Stored rows:

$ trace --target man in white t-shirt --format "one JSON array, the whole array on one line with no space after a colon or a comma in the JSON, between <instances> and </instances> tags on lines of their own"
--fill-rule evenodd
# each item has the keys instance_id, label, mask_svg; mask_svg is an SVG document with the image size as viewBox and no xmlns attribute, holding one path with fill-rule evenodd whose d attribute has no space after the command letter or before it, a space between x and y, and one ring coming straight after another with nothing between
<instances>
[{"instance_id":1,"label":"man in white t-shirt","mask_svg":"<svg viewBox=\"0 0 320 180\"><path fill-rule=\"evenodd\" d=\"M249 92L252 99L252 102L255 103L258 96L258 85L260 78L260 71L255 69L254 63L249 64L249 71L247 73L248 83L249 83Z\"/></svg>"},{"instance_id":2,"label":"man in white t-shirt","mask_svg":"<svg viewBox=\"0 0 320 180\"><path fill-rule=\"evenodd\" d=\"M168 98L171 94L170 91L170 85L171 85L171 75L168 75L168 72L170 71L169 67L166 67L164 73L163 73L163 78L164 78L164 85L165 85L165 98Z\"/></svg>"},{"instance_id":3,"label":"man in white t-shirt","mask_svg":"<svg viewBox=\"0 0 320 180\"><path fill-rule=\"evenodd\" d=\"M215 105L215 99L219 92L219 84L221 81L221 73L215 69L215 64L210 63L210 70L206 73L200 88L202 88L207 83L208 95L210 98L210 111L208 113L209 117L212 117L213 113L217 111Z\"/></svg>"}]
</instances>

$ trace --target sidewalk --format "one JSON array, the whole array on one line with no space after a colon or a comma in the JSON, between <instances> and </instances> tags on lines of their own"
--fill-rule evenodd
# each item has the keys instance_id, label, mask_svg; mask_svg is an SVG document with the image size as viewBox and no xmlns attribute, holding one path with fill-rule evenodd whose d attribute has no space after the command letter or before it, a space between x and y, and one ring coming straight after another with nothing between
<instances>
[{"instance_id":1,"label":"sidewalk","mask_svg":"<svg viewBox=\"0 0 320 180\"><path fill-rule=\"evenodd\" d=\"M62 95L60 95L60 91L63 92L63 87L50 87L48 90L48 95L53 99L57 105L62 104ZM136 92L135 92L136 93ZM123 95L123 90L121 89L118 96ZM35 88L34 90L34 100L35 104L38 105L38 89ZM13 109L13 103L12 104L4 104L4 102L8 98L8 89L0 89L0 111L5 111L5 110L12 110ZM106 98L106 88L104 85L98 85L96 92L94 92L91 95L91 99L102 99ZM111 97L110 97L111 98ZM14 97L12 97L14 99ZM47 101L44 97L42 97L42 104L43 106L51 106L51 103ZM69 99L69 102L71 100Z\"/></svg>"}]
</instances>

Exercise aim: Express the part of the entries that opens with the line containing "trace --target sidewalk" and runs through the end of the entries as a Markdown table with the columns Row and Line, one row per line, skipping blank lines.

Correct result:
| Row | Line |
|---|---|
| 1 | $ trace --target sidewalk --format "one JSON array, the whole array on one line with no space after a colon or a comma in the JSON, between <instances> and </instances> tags on lines of their own" |
| 2 | --fill-rule evenodd |
| 3 | # each item has the keys instance_id, label, mask_svg; mask_svg is an SVG document with the image size as viewBox and no xmlns attribute, holding one path with fill-rule evenodd whose d attribute has no space after the command letter or before it, a space between x and y, and one ring coming straight after another with nothing between |
| 4 | <instances> |
| 5 | [{"instance_id":1,"label":"sidewalk","mask_svg":"<svg viewBox=\"0 0 320 180\"><path fill-rule=\"evenodd\" d=\"M62 95L60 95L60 91L63 92L63 87L50 87L48 90L48 95L53 99L57 105L62 104ZM136 92L135 92L136 93ZM123 95L123 90L121 89L118 96ZM35 88L34 90L34 100L35 104L38 105L38 89ZM13 109L13 103L12 104L4 104L4 102L8 98L8 89L0 89L0 111L5 111L5 110L12 110ZM106 98L106 88L104 85L98 85L96 92L94 92L91 95L91 99L102 99ZM111 97L110 97L111 98ZM14 97L12 97L14 99ZM47 101L44 97L42 97L42 104L43 106L51 106L51 103ZM69 99L69 102L71 100Z\"/></svg>"}] |
| 6 | </instances> |